通过 PrioritizingShortestPathFinder#findShortestPathsFromGcRoots() 方法查找泄漏对象的引用树；然后通过 findUnreachableObjects() 方法找到无法到达 GCRoot 的泄漏对象；通过 deduplicateShortestPaths() 方法裁剪引用树，只保留到 GCRoot 最短的路径；通过 computeRetainedSizes() 方法计算泄漏对象的 ReatainedSize。

我们需要重点分析的是如何找到泄漏的对象到达 GCRoot 的路径，也就是重点分析 PrioritizingShortestPathFinder#findShortestPathsFromGcRoots() 方法。

private fun State.findPathsFromGcRoots(): PathFindingResults {
  // 让所有的 GCRoot (ROOT_JAVA_FRAME 除外，因为遍历 Thread 的时候能够找到它) 添加到队列
  enqueueGcRoots()

  val shortestPathsToLeakingObjects = mutableListOf<ReferencePathNode>()
  // 开始遍历队列中需要查找 node
  visitingQueue@ while (queuesNotEmpty) {
    // 取出一个 node 开始查找
    val node = poll()
    
    // 如果当前 node 的 id 在泄漏的对象之中，表示找到了一个泄漏的引用路径
    if (leakingObjectIds.contains(node.objectId)) {
      // 将路径添加到结果中
      shortestPathsToLeakingObjects.add(node)
      // Found all refs, stop searching (unless computing retained size)
      // 判断是否已经找到所有的泄漏对象的路径
      if (shortestPathsToLeakingObjects.size == leakingObjectIds.size()) {
        if (computeRetainedHeapSize) {
          listener.onEvent(StartedFindingDominators)
        } else {
          // 如果不需要计算泄漏对象的 RaintedSize，就跳出循环
          break@visitingQueue
        }
      }
    }

    val heapObject = try {
      // 查找对应 node 的实例
      graph.findObjectById(node.objectId)
    } catch (objectIdNotFound: IllegalArgumentException) {
      // This should never happen (a heap should only have references to objects that exist)
      // but when it does happen, let's at least display how we got there.
      throw RuntimeException(graph.invalidObjectIdErrorMessage(node), objectIdNotFound)
    }
    // 通过 AndroidReferenceReaderFactory 构建的 Reader 去读取当前 Node 引用的其他对象，然后再把这些对象继续添加到队列中，供后续继续遍历
    objectReferenceReader.read(heapObject).forEach { reference ->
      // 构建新的 ChildNode
      val newNode = ChildNode(
        objectId = reference.valueObjectId,
        // 父 Node
        parent = node,
        lazyDetailsResolver = reference.lazyDetailsResolver
      )
      // 添加到队列中
      enqueue(
        node = newNode,
        isLowPriority = reference.isLowPriority,
        isLeafObject = reference.isLeafObject
      )
    }
  }
  return PathFindingResults(
    shortestPathsToLeakingObjects,
    if (visitTracker is Dominated) visitTracker.dominatorTree else null
  )
}

需要查找 node 都被添加到一个队列中，首先将所有的 GCRoot （ROOT_JAVA_FRAME 除外，因为遍历 Thread 的时候能够找到它）先添加到队列中，也就是从 GCRoot 开始查找，通过 AndroidReferenceReaderFactory 构建的 Reader 去读取对应 node 的其他引用的 Instance，然后再添加到队列中。

____

> 任务要求
**a)** 请用两句话概括这段关于查找泄漏对象至 GCRoot 路径的节选文本。
**b)** 请接着这段关于查找泄漏对象至 GCRoot 路径的节选文本往下续写。
作答时无需参考数据。

____

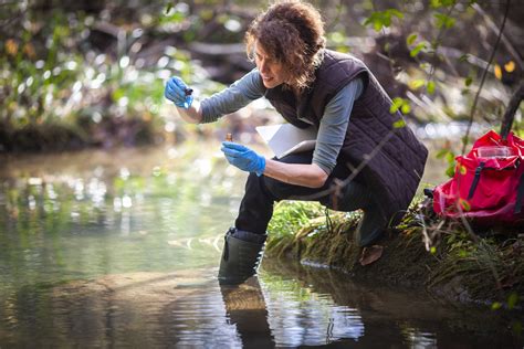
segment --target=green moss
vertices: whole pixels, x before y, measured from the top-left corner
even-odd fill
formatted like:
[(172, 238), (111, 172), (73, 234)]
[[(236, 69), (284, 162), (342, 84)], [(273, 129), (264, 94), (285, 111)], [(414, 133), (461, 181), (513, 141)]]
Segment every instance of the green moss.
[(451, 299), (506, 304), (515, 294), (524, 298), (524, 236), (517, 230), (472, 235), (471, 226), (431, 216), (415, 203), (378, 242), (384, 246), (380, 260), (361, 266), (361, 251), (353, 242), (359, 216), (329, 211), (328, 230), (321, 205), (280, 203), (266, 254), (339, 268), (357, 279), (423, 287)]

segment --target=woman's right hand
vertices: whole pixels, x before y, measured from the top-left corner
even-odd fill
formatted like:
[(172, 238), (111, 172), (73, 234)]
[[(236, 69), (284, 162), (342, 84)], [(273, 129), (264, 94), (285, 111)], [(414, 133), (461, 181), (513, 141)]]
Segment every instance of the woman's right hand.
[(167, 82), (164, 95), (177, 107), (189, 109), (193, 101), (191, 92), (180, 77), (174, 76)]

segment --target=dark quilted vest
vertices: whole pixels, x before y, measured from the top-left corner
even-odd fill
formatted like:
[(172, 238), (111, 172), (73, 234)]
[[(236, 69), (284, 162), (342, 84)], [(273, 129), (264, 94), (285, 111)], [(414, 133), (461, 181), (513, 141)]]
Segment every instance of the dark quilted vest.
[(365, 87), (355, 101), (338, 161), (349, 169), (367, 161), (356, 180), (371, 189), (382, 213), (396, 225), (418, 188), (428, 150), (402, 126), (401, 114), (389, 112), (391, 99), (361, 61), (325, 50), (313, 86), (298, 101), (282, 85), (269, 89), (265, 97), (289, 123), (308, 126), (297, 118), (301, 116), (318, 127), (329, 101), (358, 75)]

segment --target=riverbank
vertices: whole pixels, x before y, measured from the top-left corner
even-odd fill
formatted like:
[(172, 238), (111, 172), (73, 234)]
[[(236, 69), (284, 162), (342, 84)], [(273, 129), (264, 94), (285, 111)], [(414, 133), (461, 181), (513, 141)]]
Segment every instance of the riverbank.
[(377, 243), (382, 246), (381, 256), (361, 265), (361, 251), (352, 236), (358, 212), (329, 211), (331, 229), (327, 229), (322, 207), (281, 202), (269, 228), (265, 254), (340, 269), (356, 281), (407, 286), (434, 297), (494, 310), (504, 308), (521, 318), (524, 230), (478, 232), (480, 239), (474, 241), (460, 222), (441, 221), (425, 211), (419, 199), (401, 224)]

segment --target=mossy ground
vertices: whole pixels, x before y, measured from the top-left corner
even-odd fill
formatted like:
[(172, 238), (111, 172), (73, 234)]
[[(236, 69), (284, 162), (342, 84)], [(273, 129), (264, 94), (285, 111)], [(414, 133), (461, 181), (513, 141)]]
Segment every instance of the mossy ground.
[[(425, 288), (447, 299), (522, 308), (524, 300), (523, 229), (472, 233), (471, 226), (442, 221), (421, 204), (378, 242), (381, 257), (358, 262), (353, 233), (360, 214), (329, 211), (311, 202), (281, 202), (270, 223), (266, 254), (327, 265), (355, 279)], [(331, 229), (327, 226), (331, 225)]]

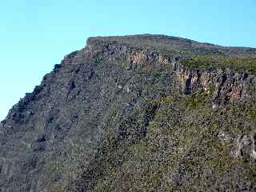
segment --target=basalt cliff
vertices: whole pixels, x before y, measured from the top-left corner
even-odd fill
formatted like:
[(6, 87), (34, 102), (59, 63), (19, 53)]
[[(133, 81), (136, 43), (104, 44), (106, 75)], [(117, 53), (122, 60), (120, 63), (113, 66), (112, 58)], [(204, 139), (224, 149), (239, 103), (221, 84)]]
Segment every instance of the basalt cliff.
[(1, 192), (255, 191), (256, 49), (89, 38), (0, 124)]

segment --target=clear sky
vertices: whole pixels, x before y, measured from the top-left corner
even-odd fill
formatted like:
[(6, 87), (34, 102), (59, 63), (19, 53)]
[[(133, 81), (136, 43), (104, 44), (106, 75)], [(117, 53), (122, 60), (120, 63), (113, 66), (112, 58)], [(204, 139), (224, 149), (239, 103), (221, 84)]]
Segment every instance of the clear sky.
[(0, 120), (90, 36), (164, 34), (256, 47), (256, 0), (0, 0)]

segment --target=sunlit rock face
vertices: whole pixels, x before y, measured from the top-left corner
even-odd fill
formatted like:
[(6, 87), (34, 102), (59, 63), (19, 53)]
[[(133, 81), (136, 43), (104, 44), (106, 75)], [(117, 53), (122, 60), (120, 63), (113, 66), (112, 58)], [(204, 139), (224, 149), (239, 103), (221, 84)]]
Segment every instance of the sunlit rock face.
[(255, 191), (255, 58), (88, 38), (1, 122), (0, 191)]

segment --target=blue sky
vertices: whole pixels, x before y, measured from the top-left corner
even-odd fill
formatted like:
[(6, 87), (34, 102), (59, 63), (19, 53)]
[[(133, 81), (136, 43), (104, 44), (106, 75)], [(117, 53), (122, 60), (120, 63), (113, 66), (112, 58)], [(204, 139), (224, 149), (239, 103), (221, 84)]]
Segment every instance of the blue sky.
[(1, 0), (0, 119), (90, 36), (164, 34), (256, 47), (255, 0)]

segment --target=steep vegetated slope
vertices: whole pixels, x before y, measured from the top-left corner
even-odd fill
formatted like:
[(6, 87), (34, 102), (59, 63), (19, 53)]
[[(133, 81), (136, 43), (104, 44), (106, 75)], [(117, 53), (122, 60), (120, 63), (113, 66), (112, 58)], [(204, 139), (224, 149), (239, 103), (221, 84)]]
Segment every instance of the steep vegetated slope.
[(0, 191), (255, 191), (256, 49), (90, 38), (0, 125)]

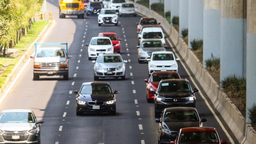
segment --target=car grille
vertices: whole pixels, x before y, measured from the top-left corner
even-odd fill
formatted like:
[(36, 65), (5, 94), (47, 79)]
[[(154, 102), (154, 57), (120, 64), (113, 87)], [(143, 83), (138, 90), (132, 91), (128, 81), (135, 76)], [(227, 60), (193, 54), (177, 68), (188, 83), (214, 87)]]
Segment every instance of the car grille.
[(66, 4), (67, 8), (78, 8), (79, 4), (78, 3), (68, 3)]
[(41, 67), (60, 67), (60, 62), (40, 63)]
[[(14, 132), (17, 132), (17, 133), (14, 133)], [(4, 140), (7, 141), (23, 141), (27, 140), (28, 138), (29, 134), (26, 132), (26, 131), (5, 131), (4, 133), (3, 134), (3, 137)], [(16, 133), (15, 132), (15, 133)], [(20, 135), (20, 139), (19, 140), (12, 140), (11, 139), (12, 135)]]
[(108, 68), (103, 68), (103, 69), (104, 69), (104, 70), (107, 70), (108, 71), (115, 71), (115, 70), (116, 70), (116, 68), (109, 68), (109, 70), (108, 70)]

____

> 作答内容
**a)** 该节选列出了查找泄漏对象引用树、找出无法到达 GCRoot 的泄漏对象、裁剪引用树以仅保留最短路径等步骤，并指出重点在于分析 findShortestPathsFromGcRoots() 方法。该方法先将除 ROOT_JAVA_FRAME 外的所有 GCRoot 加入队列，再逐个取出节点，若节点属于泄漏对象即记录一条路径，同时借助 AndroidReferenceReaderFactory 构建的 Reader 读取该节点引用的其他对象并继续加入队列。

**b)**
我们看看 AndroidReferenceReaderFactory 的源码：

class AndroidReferenceReaderFactory(
  private val referenceMatchers: List<ReferenceMatcher>
) : ReferenceReader.Factory<HeapObject> {

  private val virtualizingFactory = VirtualizingMatchingReferenceReaderFactory(
    referenceMatchers = referenceMatchers,
    virtualRefReadersFactory = { graph ->
      listOf(
        JavaLocalReferenceReader(graph, referenceMatchers),
      ) +
        AndroidReferenceReaders.values().mapNotNull { it.create(graph) } +
        OpenJdkInstanceRefReaders.values().mapNotNull { it.create(graph) } +
        ApacheHarmonyInstanceRefReaders.values().mapNotNull { it.create(graph) }
    }
  )

  override fun createFor(heapGraph: HeapGraph): ReferenceReader<HeapObject> {
    return virtualizingFactory.createFor(heapGraph)
  }
}

其实最终的实现是 VirtualizingMatchingReferenceReaderFactory，我们还看到一些其他的 Reader，作为构造函数传递给了 VirtualizingMatchingReferenceReaderFactory，我们看到有 JavaLocalReferenceReader，AndroidReferenceReaders，OpenJdkInstanceRefReaders，ApacheHarmonyInstanceRefReaders 等，其实他们主要的功能是将其中的集合类读取对应的 Element 做一个优化，例如读取 ArrayList 的时候我们更加关注的是它当中 elements，这些对象就会被直接读取成一个单个的引用，其中还有一些其他的功能，例如前面讲到 GCRoot 添加到遍历队列中时移除了 ROOT_JAVA_FRAME，在 JavaLocalReferenceReader 中会通过 Thread 的实例去查找这些 ROOT_JAVA_FRAME。AndroidReferenceReaders 中还有添加一些 Android Framework 特有的泄漏信息。后面再简单看看 JavaLocalReferenceReader 和 AndroidReferenceReaders。

继续看看 VirtualizingMatchingReferenceReaderFactory#createFor() 方法的实现。

override fun createFor(heapGraph: HeapGraph): ReferenceReader<HeapObject> {
  // 实例的引用 Field 的 Reader
  val fieldRefReader = FieldInstanceReferenceReader(heapGraph, referenceMatchers)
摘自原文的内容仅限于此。